* [Description of the task]
With the line containing "Place one point per instance of the dark red flower" as the first line and the last line of the records as the final one, reproduce that range exactly.

##############################

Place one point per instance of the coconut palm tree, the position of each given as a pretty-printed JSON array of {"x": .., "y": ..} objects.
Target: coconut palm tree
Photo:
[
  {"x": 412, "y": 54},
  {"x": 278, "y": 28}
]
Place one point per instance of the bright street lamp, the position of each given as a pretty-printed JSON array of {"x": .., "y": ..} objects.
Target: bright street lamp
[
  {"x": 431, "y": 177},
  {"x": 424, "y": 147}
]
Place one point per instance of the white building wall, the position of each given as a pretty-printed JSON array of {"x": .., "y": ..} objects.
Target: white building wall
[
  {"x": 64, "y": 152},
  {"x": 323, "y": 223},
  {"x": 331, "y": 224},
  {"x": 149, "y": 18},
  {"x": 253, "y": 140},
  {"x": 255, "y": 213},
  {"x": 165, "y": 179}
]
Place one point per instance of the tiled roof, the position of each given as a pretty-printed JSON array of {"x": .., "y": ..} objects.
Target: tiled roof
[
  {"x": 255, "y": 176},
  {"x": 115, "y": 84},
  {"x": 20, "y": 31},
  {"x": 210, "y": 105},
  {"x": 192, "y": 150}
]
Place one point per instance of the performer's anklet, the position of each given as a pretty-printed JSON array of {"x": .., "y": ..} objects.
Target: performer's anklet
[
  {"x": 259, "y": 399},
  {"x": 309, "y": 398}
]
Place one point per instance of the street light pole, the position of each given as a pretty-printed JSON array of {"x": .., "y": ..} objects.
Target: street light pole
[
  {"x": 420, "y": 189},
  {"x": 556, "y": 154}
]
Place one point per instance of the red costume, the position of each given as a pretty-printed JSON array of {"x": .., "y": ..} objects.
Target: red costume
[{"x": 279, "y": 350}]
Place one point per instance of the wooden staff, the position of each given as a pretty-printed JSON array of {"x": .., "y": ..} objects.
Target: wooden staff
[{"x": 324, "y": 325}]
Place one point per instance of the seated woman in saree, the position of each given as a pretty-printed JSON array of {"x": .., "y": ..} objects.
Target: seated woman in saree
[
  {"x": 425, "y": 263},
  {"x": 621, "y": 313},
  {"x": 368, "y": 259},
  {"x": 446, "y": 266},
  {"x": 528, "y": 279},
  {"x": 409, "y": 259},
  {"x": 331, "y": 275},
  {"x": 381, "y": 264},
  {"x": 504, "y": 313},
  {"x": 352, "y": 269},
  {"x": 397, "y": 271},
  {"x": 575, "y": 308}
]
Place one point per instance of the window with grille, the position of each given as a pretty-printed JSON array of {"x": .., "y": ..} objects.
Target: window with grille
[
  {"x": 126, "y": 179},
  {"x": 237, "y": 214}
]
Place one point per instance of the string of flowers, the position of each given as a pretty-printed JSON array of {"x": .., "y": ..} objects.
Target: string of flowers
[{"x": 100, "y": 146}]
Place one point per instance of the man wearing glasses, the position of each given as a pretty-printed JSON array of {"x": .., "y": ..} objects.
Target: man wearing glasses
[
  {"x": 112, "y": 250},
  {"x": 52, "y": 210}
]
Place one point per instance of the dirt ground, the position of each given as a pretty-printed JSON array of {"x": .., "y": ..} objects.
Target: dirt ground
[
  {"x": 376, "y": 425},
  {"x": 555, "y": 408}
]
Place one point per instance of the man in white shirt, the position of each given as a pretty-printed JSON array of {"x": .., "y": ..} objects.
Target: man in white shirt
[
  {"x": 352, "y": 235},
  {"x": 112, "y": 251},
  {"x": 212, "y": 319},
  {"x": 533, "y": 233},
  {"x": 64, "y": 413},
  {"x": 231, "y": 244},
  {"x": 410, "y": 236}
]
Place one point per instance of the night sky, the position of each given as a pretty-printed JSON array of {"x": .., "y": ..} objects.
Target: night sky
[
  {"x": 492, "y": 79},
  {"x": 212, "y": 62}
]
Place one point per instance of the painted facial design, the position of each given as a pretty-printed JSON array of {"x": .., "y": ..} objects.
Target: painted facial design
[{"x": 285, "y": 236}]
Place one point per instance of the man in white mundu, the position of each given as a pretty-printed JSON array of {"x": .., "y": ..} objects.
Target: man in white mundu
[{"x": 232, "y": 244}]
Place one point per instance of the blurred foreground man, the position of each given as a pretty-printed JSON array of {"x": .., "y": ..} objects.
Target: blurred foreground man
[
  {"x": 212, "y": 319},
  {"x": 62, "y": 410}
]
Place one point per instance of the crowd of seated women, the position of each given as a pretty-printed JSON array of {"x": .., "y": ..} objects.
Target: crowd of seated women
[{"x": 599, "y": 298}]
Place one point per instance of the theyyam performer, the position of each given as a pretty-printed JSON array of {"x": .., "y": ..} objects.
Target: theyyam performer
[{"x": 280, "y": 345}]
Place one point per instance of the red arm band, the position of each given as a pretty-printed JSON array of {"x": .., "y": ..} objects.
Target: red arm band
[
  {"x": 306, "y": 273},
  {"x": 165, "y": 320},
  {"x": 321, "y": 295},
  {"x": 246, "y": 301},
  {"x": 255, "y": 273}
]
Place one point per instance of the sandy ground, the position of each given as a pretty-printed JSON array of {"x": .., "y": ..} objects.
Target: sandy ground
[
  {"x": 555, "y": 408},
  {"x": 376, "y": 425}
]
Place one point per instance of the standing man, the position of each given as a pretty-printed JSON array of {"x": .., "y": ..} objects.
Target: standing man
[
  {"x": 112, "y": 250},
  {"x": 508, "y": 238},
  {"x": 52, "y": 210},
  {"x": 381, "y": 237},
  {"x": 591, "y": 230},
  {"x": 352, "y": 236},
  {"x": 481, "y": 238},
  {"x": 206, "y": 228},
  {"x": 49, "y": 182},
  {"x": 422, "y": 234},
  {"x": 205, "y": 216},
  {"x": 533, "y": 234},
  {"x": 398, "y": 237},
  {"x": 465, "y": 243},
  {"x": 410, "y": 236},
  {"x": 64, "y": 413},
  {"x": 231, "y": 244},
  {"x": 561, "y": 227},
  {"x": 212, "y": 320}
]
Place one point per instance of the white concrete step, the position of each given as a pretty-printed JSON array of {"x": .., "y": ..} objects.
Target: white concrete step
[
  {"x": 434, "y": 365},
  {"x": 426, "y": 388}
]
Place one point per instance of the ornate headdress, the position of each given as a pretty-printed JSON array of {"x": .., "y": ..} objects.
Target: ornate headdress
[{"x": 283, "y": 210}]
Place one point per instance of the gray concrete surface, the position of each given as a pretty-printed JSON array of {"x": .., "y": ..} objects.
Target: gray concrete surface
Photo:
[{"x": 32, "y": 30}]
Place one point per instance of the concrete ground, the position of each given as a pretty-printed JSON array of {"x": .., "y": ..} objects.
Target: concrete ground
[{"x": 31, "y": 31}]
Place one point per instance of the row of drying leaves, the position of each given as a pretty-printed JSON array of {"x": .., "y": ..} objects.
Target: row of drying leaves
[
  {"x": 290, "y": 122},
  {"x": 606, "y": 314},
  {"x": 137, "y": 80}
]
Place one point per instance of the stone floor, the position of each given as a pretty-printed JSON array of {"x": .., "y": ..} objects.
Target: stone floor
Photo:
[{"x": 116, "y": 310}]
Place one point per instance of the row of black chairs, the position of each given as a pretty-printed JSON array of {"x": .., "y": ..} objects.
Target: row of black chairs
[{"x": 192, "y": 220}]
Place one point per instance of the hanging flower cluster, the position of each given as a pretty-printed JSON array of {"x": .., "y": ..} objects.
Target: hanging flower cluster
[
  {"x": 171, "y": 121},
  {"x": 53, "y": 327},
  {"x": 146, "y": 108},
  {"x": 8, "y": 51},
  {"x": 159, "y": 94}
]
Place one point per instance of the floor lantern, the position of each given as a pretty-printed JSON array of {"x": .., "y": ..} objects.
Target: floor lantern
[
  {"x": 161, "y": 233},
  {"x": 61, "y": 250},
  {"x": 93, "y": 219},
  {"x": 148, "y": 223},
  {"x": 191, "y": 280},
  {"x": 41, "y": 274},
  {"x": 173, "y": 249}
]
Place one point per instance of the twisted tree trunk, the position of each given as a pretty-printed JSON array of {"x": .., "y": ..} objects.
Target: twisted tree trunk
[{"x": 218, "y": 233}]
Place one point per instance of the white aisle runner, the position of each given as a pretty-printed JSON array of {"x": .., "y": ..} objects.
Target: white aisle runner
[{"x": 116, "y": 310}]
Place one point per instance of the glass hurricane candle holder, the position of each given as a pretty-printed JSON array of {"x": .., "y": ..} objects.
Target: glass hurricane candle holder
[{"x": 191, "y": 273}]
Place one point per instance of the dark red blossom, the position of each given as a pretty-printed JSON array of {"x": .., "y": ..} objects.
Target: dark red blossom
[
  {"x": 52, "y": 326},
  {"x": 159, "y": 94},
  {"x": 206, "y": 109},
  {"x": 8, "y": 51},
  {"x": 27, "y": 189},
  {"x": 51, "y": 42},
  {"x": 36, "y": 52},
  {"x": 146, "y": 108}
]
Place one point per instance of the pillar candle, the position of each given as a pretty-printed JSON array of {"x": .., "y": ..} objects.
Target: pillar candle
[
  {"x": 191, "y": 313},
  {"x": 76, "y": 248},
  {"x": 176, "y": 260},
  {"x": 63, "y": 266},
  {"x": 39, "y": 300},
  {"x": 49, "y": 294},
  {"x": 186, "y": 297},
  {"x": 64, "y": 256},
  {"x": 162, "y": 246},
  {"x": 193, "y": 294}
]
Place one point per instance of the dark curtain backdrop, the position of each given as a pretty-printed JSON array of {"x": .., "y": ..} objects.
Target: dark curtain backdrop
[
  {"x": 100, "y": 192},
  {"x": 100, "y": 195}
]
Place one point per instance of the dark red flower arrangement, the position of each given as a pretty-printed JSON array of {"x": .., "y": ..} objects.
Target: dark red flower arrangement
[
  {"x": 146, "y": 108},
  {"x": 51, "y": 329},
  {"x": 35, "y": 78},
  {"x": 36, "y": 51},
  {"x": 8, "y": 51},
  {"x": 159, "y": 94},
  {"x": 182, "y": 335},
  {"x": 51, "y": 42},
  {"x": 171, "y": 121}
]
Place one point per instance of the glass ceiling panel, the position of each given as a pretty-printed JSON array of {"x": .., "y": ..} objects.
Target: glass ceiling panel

##############################

* [Answer for this exercise]
Place one point per instance of the dark red flower arrangement, the position of each given as a pretty-printed JSON array of {"x": .., "y": ..} objects.
Target: dark red flower arrangement
[
  {"x": 146, "y": 108},
  {"x": 51, "y": 329},
  {"x": 35, "y": 78},
  {"x": 36, "y": 51},
  {"x": 8, "y": 51},
  {"x": 159, "y": 94},
  {"x": 182, "y": 335},
  {"x": 51, "y": 42},
  {"x": 171, "y": 121}
]
Place one point per instance of the glass ceiling panel, the position of each given as a pretty-printed JSON array of {"x": .., "y": ..} objects.
Target: glass ceiling panel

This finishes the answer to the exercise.